(Provided passage)

The Ketchum City Council wants to move post-haste on plans to revitalize the Warm Springs Village base area, and this could include a major, five-story hotel.
There was little opposition to the proposals during public comment at a Monday, Oct. 1, City Council and Planning and Zoning Commission joint meeting, although a prominent Ketchum attorney was taking notes amid warnings of lawsuits over views that could be impaired by future development. Parking and traffic concerns will have to be carefully considered, the council agreed.
The forum for the discussions was a visual presentation of a massing study of conceptual ideas of what the area might look like with redevelopment. That redevelopment could increase the height and size of buildings while intending to make the area more user-friendly with a "village atmosphere." Nore Winter, president of Boulder, Colo.-based Winter and Co., presented the city-commissioned study to the council, P&Z and a packed house of area residents.
To allow the types of higher buildings suggested in the study, city officials agreed that rezoning the area to allow such buildings was preferred over a zoning tool called a planned unit development, which they said is more discretionary and open to litigation. Contract city planner Lisa Horowitz said previously that the current 35-foot height limit in the area was insufficient to stimulate new development.
"I am encouraged by your willingness to move quickly," said Ketchum attorney and developer Brian Barsotti. He told the council that he has a letter of intent with Columbia Hospitality of Seattle to build a hotel with a minimum of five stories and 150 rooms. Barsotti wants to develop a hotel in the heart of Warm Springs Village on Skiway Drive. His prior plans to build a luxury hotel in downtown Ketchum were not brought to fruition.
Barsotti said Columbia, a hospitality management and consulting company with resorts and conference centers throughout the Pacific Northwest, brought in a "brand operator" during the recent Castle Rock Fire. Columbia and the unidentified hotel operator have to have 150 rooms to make their hotel work, Barsotti said.
"If you shrink the hotel, you shrink the services," he said.
He told the council that any hotel that is built would not have to be five stories "all-across" but could be tiered. He asked for city direction on the matter.

(End Provided passage)
(Data under study)

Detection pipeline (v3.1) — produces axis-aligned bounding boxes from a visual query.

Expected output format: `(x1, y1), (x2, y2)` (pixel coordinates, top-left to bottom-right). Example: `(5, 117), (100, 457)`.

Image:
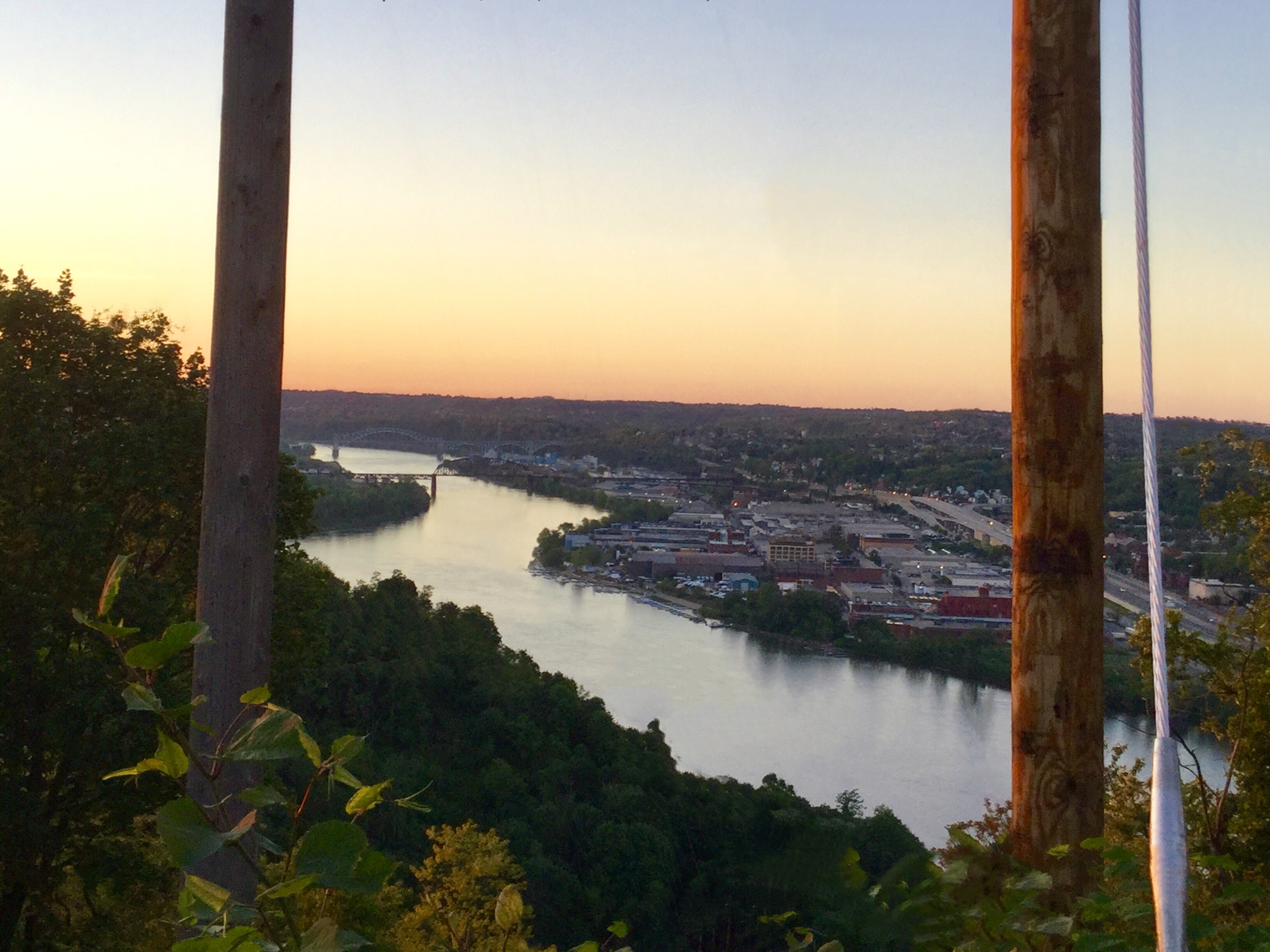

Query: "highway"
(877, 492), (1221, 639)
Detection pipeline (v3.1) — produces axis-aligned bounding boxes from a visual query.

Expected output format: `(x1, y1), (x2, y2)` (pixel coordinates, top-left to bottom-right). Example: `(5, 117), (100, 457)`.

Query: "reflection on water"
(305, 447), (1218, 844)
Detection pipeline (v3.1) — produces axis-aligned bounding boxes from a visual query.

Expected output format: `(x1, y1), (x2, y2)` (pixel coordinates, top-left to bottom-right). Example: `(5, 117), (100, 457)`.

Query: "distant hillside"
(282, 390), (1270, 490)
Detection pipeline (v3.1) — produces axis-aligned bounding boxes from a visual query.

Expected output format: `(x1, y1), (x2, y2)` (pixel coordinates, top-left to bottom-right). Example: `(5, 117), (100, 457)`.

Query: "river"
(303, 447), (1221, 845)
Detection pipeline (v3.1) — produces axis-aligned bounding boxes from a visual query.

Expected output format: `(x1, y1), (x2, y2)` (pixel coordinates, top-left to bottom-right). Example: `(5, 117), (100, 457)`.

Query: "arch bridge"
(330, 427), (564, 460)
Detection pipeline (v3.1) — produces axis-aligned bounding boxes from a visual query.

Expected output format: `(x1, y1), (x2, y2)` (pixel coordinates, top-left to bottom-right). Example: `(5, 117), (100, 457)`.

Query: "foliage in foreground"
(307, 475), (428, 532)
(86, 557), (427, 952)
(272, 558), (924, 949)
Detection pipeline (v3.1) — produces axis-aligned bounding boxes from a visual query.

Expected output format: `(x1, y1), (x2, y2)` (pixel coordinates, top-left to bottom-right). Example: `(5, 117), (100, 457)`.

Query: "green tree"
(393, 821), (533, 952)
(0, 271), (206, 949)
(0, 271), (312, 949)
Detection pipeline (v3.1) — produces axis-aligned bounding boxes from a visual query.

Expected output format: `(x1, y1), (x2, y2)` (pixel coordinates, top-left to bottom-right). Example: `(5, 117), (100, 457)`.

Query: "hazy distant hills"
(282, 390), (1270, 462)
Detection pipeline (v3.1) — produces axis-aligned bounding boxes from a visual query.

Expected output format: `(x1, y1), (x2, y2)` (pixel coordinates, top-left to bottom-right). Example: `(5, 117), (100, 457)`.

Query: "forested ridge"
(7, 271), (1270, 952)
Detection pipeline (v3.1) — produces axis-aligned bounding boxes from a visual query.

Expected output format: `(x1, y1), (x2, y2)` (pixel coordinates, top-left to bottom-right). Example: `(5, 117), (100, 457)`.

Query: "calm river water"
(305, 447), (1219, 845)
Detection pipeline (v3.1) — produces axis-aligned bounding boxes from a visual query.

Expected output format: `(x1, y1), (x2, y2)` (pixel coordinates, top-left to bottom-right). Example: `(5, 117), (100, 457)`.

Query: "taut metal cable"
(1129, 0), (1186, 952)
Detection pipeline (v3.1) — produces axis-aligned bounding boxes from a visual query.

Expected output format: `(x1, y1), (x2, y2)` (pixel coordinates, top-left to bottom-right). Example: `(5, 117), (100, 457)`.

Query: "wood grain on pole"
(191, 0), (293, 901)
(1011, 0), (1102, 899)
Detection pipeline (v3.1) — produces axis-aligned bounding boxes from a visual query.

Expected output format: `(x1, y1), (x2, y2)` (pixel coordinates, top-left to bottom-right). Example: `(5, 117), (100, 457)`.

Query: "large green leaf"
(221, 707), (312, 760)
(121, 684), (163, 712)
(123, 622), (207, 672)
(155, 797), (225, 866)
(154, 731), (189, 780)
(296, 820), (396, 894)
(186, 873), (230, 913)
(155, 797), (255, 867)
(102, 730), (189, 780)
(239, 684), (269, 705)
(494, 885), (521, 939)
(344, 778), (393, 815)
(96, 556), (128, 618)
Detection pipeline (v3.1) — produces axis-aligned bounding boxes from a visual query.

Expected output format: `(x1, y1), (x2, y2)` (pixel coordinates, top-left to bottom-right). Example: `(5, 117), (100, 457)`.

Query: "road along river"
(305, 447), (1221, 845)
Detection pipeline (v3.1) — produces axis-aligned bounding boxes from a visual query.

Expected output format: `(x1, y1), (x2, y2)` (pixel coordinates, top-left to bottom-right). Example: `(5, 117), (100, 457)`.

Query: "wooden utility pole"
(191, 0), (292, 903)
(1010, 0), (1102, 900)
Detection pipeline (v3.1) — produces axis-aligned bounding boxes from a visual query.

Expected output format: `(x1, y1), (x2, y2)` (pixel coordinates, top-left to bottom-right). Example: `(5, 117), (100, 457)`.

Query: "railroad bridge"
(330, 427), (564, 460)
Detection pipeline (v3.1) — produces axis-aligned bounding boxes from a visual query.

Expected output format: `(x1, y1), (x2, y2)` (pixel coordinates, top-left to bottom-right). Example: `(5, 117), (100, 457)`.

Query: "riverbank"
(531, 561), (1168, 729)
(306, 473), (432, 532)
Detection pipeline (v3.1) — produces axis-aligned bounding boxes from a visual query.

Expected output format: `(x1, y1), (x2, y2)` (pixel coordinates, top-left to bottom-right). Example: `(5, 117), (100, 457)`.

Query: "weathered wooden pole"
(191, 0), (292, 901)
(1011, 0), (1102, 900)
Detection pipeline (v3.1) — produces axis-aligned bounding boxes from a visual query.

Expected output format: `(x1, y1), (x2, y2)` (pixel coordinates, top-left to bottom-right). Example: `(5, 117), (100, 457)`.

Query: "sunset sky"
(0, 0), (1270, 422)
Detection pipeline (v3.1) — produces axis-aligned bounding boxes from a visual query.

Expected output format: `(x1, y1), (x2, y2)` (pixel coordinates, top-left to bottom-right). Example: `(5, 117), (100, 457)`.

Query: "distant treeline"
(309, 475), (428, 532)
(451, 460), (674, 528)
(706, 581), (1168, 722)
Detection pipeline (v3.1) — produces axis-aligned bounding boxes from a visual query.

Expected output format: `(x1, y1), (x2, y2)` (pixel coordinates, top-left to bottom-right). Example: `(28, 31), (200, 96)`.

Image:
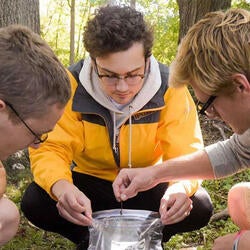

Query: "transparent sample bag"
(88, 209), (163, 250)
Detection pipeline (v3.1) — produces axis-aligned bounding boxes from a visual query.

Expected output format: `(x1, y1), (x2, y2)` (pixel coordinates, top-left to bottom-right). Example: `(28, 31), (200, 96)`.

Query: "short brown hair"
(83, 6), (154, 59)
(0, 25), (71, 120)
(170, 9), (250, 95)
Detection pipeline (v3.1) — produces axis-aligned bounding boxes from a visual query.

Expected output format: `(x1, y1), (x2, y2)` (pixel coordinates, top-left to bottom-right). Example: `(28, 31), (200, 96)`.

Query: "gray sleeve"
(205, 129), (250, 178)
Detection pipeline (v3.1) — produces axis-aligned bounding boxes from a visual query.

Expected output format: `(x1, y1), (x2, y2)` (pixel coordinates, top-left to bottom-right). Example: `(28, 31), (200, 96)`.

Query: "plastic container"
(88, 209), (163, 250)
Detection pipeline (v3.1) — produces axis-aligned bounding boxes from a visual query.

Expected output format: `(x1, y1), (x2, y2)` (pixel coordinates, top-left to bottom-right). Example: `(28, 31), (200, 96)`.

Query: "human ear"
(0, 99), (6, 111)
(232, 74), (250, 93)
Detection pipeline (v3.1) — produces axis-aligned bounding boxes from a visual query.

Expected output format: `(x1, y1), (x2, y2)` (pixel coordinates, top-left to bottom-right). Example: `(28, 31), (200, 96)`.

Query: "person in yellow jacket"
(21, 6), (213, 249)
(0, 25), (70, 246)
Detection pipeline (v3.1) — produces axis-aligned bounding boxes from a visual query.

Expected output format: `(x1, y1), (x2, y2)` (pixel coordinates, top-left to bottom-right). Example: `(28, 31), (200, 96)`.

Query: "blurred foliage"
(1, 0), (250, 250)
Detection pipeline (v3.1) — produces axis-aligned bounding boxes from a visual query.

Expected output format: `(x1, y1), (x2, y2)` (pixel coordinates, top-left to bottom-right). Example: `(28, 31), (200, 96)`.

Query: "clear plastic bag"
(88, 209), (163, 250)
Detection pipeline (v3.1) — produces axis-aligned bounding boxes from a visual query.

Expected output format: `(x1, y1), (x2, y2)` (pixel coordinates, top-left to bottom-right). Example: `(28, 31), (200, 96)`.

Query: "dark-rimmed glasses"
(197, 95), (216, 115)
(5, 101), (48, 144)
(93, 60), (146, 86)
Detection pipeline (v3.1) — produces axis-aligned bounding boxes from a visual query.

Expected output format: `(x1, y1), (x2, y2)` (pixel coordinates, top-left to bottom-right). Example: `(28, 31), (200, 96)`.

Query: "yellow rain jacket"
(30, 59), (203, 198)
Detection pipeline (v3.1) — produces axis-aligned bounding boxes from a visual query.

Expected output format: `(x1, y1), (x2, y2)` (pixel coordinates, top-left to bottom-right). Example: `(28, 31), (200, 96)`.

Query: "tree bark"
(0, 0), (40, 34)
(69, 0), (75, 65)
(177, 0), (231, 43)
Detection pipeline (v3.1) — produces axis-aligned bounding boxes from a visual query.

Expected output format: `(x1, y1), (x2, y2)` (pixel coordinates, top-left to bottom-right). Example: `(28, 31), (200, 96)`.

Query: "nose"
(116, 78), (128, 92)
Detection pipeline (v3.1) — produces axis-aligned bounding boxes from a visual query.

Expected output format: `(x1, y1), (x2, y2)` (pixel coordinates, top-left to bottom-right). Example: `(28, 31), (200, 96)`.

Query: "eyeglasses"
(94, 60), (146, 86)
(197, 95), (216, 115)
(5, 102), (48, 144)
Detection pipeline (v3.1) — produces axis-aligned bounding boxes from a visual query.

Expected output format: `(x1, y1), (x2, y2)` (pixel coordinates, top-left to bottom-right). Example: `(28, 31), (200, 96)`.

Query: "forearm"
(0, 162), (7, 197)
(154, 150), (214, 183)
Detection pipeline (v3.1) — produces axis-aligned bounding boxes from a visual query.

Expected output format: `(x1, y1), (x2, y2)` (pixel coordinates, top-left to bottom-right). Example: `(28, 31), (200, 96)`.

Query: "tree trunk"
(0, 0), (40, 34)
(130, 0), (136, 9)
(177, 0), (231, 42)
(69, 0), (75, 65)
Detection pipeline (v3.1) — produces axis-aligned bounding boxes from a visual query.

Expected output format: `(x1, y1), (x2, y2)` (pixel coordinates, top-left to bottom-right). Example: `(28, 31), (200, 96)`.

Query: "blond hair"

(End Data under study)

> Questions:
**a.** In the article on the Warm Springs Village redevelopment, what is the minimum number of rooms Barsotti says the hotel must have?
**b.** Pick up the article on the Warm Springs Village redevelopment from where it stops and continue it.

> Response list:
**a.** The hotel must have a minimum of 150 rooms.

**b.**
"We have a tremendous opportunity to revise the zoning out there and make something happen," said Ketchum Planning Director Harold Moniz. The council seemed unanimous as it told planners and the audience that they wanted to move quickly.
"Could this happen in this millenium?" asked Councilwoman Terry Tracy.
Councilman Ron Parsons also appeared eager.
"I am not in favor of dragging this out," he said.
Hank Minor, owner of Apple's Bar and Grill in Warm Springs, told the council he believed Barsotti's plans to be "a great conceptual idea."
"We have an opportunity here to do something cool," he said.
Winter concluded his presentation by pointing out something the City Council has heard before.
"The village is under-performing as a base of a major ski area," he said.
More density is needed to attract investment, and that can be achieved with mixed uses, but variation in building height is critical, Winter said. He suggested either rezoning or planned-unit-development options to accomplish revitalization goals.
Horowitz said she could work with Winter to get the proposal in front of the P&Z without dragging things out. She also addressed Councilman Steve Shafran's concerns that those whose views might be blocked by bigger buildings would sue the city.
"We have not, and have never been, able to protect everybody's private view corridor," she said.
Horowitz said she could have a schedule and budget for what needs to happen with the planning process by the council's next meeting with the hope that the planning work can be completed by the end of ski season.